Objective: Starting at the line with "Target: gear shifter" in it, reproduce each line below through the last one, exactly, and include nothing else.
— begin Records to use —
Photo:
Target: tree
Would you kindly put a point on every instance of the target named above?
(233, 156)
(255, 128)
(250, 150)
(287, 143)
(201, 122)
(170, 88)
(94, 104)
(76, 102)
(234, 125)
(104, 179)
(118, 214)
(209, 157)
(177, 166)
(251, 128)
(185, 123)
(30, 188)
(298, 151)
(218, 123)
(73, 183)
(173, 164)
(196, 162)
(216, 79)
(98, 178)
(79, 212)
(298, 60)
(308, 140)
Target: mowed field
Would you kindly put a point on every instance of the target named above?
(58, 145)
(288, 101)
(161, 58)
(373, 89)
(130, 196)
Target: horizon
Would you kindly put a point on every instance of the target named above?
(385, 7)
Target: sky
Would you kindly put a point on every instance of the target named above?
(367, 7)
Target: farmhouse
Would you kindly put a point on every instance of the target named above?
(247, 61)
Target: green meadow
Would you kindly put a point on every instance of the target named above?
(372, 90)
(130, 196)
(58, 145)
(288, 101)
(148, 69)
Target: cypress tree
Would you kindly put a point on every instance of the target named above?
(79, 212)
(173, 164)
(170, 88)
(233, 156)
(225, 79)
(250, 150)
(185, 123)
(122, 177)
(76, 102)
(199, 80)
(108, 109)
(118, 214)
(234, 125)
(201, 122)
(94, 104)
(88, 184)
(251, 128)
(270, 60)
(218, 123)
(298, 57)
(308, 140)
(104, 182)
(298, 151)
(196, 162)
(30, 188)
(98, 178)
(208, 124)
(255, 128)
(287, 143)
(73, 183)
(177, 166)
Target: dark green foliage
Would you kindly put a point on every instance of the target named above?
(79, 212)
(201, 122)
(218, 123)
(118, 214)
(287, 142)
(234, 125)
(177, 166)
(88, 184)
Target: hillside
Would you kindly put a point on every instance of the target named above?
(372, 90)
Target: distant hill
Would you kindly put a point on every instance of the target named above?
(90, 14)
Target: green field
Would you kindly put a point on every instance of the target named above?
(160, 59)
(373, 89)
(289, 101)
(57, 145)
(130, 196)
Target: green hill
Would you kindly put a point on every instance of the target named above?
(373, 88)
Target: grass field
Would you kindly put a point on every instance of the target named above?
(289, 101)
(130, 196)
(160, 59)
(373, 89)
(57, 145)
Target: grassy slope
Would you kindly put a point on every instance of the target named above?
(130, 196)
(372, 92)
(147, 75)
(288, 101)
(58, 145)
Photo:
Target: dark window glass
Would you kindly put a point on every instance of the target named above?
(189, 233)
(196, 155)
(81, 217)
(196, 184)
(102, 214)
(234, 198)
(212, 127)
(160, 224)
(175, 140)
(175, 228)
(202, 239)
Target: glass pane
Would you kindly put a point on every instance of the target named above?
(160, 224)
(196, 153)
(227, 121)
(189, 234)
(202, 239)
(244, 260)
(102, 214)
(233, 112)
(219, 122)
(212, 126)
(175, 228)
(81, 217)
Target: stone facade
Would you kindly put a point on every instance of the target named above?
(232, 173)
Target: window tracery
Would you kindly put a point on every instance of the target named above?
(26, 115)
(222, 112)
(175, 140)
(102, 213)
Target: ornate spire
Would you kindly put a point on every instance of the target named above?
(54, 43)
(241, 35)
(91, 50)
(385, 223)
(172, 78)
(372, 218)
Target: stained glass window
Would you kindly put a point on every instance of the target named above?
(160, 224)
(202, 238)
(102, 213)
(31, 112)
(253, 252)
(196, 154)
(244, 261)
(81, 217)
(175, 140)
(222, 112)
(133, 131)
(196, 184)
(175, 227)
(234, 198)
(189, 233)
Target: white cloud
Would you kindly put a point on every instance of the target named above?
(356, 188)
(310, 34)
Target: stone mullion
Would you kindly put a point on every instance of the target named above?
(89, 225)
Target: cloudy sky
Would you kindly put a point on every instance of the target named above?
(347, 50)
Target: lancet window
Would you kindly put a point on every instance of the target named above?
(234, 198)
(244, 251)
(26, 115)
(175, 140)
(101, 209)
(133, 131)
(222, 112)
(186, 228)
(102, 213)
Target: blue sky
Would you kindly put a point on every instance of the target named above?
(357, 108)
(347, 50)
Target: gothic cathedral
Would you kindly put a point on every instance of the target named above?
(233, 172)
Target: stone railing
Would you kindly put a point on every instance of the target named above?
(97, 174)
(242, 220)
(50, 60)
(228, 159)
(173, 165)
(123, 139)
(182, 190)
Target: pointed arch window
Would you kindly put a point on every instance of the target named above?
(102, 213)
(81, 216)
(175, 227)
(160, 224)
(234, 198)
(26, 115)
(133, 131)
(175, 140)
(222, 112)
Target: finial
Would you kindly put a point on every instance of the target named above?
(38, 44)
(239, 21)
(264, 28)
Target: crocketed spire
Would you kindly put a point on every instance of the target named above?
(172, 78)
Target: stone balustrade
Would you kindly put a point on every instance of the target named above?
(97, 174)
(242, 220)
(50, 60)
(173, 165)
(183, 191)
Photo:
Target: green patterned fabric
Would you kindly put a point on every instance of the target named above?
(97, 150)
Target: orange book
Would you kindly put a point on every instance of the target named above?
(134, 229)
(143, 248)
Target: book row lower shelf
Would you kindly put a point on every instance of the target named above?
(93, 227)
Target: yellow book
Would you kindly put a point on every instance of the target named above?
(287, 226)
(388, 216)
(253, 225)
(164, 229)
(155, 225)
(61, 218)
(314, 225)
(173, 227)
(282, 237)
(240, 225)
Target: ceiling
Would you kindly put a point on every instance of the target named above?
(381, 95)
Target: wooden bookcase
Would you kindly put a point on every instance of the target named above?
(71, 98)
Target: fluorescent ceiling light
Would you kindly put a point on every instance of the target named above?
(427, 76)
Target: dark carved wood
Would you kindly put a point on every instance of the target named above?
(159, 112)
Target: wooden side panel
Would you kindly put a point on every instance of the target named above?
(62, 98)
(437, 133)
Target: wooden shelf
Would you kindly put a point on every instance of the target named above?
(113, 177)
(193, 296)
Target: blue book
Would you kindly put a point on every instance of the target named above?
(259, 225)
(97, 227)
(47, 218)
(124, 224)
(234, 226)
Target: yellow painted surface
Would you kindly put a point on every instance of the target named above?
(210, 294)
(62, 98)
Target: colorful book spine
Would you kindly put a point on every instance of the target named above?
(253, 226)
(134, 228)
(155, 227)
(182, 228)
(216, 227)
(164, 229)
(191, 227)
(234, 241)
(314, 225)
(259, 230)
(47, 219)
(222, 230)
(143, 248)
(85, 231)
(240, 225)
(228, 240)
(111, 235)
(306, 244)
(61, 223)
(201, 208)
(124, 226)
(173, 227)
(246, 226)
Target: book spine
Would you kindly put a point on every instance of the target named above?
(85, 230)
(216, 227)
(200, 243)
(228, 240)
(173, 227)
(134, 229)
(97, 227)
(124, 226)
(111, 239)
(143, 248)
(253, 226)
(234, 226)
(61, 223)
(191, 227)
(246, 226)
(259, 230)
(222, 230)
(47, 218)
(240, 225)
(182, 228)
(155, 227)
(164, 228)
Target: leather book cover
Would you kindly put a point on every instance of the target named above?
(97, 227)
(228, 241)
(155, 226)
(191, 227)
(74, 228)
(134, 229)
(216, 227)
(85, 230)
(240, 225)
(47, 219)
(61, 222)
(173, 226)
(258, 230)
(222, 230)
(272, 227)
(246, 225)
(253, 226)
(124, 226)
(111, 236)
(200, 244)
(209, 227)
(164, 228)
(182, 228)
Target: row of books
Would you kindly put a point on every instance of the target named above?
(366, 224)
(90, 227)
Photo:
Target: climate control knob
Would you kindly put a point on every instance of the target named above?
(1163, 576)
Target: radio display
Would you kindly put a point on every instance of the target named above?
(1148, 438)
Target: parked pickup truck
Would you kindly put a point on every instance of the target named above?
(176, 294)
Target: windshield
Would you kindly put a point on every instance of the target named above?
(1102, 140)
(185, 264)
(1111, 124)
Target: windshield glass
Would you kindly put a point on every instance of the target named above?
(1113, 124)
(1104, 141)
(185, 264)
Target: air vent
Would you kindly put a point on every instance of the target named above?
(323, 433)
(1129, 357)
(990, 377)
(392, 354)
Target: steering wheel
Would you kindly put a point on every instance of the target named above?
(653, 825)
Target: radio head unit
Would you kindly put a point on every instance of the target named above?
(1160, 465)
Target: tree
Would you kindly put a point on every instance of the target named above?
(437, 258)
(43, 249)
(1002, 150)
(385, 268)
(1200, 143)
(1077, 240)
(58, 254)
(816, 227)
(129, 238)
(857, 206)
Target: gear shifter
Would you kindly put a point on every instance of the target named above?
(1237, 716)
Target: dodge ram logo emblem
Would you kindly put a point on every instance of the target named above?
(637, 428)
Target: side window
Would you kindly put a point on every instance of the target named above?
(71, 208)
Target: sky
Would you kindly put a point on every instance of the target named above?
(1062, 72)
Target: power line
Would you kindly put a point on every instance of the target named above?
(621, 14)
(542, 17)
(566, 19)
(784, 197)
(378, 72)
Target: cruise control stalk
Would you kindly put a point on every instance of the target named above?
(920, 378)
— end Records to use —
Full answer:
Target: gear shifter
Would you kindly put a point on every instance of the target named above?
(1237, 716)
Target: dodge ram logo emblem
Would you kindly put a point on every instance of the target named above?
(637, 428)
Target: side window
Would you kindly put a point on every instance of the target named above?
(71, 208)
Target: sky
Would you kindly put a point on every instance of the target named above?
(1062, 72)
Target: power line
Would you kindly put a point on every instance of the target named above?
(621, 14)
(542, 17)
(566, 19)
(784, 197)
(378, 72)
Target: cruise control stalk
Would you kindly put a point on every instance of the target named above?
(920, 378)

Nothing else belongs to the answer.